ACTION ITEM :: Please transcribe the data below in full, word for word, without the images.

MATERIALS PROVIDED ::
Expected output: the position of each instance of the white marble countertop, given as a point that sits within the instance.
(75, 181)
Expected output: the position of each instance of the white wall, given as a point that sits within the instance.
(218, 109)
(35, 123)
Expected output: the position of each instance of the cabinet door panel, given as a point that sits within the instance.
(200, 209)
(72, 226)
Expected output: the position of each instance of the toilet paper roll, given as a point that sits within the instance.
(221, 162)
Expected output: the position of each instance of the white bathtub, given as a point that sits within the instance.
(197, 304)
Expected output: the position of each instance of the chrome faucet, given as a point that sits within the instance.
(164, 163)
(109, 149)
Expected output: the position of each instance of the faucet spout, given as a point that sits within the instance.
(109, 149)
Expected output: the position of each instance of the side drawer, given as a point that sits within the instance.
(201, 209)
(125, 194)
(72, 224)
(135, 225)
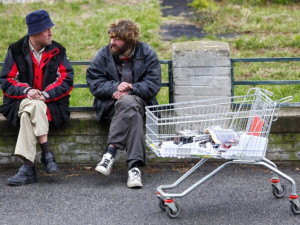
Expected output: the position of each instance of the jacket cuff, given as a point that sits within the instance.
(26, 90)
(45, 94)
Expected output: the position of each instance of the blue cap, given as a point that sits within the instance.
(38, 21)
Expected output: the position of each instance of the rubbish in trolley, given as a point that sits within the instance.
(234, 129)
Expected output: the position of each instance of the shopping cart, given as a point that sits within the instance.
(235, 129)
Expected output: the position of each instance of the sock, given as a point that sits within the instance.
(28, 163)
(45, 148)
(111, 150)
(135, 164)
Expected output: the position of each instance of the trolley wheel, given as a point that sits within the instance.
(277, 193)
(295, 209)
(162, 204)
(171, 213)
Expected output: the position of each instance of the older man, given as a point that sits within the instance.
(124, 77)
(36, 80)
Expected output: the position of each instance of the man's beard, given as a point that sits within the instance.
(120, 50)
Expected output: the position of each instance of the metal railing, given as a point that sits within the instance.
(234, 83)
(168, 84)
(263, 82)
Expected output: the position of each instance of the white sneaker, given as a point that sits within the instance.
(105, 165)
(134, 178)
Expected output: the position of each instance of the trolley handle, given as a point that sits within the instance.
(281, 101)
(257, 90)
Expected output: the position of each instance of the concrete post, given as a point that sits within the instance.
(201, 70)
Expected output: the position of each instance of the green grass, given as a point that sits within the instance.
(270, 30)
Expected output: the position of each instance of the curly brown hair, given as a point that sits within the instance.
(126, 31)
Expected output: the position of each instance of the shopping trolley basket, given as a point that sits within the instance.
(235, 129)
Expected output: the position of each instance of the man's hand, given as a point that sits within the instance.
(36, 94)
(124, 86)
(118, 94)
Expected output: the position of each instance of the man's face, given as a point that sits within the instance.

REPLY TO THE EXERCISE ::
Expected output: the position of each instance of the white marble countertop, given as a point that sits within the instance.
(75, 181)
Expected output: the position of each instance of the white wall, given as a point that sits within the instance.
(218, 109)
(35, 123)
Expected output: the position of each instance of the cabinet door panel, given as a point that sits within the instance.
(200, 209)
(72, 226)
Expected output: the position of each instance of the toilet paper roll, given as a point that sits within the instance.
(221, 162)
Expected output: the position of each instance of the white bathtub, given as a point that sits within the instance.
(197, 304)
Expected output: the position of each instance of the chrome faucet, given as a point that sits within the instance.
(164, 163)
(109, 149)
Expected output: the position of each instance of the faucet spout, given as a point that sits within the instance.
(109, 149)
Expected output: the position of each instance of the side drawer, given as a point that sits within the instance.
(201, 209)
(125, 194)
(72, 224)
(135, 225)
Expected output: the position of each instance of the jacket cuff, given as a point that sits within the instance.
(26, 90)
(45, 94)
Expected output: the position of each instance of the blue cap, given as a point that sits within the instance.
(38, 21)
Expected output: the position of each instance of the rubbish in trolley, given as a point that sits within the instance.
(234, 129)
Expected output: the position of each instance of the shopping cart, given as a point that sits within the instance.
(235, 129)
Expected output: the position of each instance of the sock, given as a point that sits within the instance.
(28, 163)
(45, 148)
(111, 150)
(135, 164)
Expected output: the position of each instance of the trolley wheel, given as a point that sits within the instance.
(277, 193)
(295, 209)
(162, 204)
(171, 213)
Expected output: the position of each instance of the older man, given as a point that sits within the instance.
(124, 77)
(36, 80)
Expected output: the position of each instance of the man's beard, given as a point that sits within the instance.
(120, 50)
Expected output: the position of each instance of the metal railing, given as a point that sits within the instance.
(234, 83)
(168, 84)
(263, 82)
Expected output: the position of each instance of the white sneaker, given as a point that sits within the instance.
(105, 165)
(134, 178)
Expected output: the position of each instance of the trolley handle, given as a point that sits within the instance.
(281, 101)
(257, 90)
Expected output: the position of each instance of the concrete post, given as a point that sits within the instance.
(201, 70)
Expected output: the position of each instance of the green grass, given as a point that sits within the instance.
(270, 30)
Expected output: the position of each instance of the curly brown hair, given as a point that sits within the instance.
(126, 31)
Expected output: the position of each instance of the shopping trolley basket, given as a point that sits within the instance.
(235, 129)
Expected output: the position of each instance of the man's hand, given as a point that sits within the instance.
(36, 94)
(124, 86)
(118, 94)
Expected output: the position of each instance of the man's face, given as a point that sits within the instance.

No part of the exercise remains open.